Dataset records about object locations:
_ _ _ _
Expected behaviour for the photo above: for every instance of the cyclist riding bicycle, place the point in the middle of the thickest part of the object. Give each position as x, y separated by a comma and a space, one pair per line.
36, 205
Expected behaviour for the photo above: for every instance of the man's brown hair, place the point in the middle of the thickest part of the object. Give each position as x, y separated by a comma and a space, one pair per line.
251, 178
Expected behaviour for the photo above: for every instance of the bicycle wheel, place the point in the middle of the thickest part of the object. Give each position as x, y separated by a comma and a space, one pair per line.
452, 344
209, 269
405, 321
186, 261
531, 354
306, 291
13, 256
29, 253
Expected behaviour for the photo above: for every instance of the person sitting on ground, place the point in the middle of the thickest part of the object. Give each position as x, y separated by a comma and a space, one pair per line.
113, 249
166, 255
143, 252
_ _ _ _
#### WHAT THE EXERCISE ASKS:
Transcribe all entries exactly as they are given.

#### TASK OUTPUT:
Expected behaviour for the photo above: for every instance of the cyclist riding bicycle, place the point in the middle of the thickest part of the object. Give each position as x, y separated by a comma and a space, one pair per line.
36, 205
Expected behaviour for the photo above: for every instance of the man's brown hair, place the point in the middle of the thickest part of the object. Give each position as x, y separated by a comma and a space, one pair per line.
251, 178
Expected behaviour for the photo above: for every instance of the bicycle wheel, place the point in the middle of the thickest part of the object. Give each position as x, y separated by a comma and a space, one pair per line.
452, 344
209, 269
405, 321
186, 261
531, 354
306, 291
13, 256
29, 253
Expected behaviour for the photo above: for every instance of the person sitting on ground, place the point in the middle of the thickest part of the object. Give each position as x, y separated by a comma and a space, one pair per line.
113, 249
166, 255
143, 252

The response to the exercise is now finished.